= SELECTED PASSAGE =

Nova Scotia has neither. There is no provincial Privacy Act. The common-law tort of intrusion upon seclusion has not been definitively adopted by the Nova Scotia Court of Appeal, and recovery in a Nova Scotia civil privacy action remains genuinely uncertain.
This matters in practice: if someone records you without your consent in Nova Scotia and uses the recording to cause you embarrassment or harm, your civil options are more limited than they would be in BC, Ontario, or Manitoba. You may attempt to pursue a common-law intrusion upon seclusion claim, but you face the obstacle that no appellate court in Nova Scotia has recognised the tort. You may also consider defamation if the recording was published in a false or defamatory way, or breach of confidence if there was a confidential relationship. Neither is as clean a remedy as the statutory tort that exists in four other provinces.
Nova Scotia residents and lawmakers have been aware of this gap for some time. The province's prior attempt at a broader cyber-safety statute, the Cyber-safety Act, SNS 2013, c 2, was struck down in 2015 by the Supreme Court of Nova Scotia in Crouch v. Snell, 2015 NSSC 340, as unconstitutional (overbroad, violating ss. 2(b) and 7 of the Canadian Charter of Rights and Freedoms). The legislature subsequently enacted a narrower replacement focused specifically on intimate images.

= MATERIAL PROVIDED =
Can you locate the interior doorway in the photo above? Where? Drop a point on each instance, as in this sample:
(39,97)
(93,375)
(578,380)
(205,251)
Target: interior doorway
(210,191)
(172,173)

= ACTIONS TO TAKE =
a) List every province named in the passage on Nova Scotia privacy law.
b) Report each line of the records that contains the string "interior", matching case exactly.
The records have no connection to the passage on Nova Scotia privacy law.

= SOLUTIONS TO THE TASKS =
a) Nova Scotia, BC, Ontario, Manitoba

b)
Can you locate the interior doorway in the photo above? Where? Drop a point on each instance, as in this sample:
Target: interior doorway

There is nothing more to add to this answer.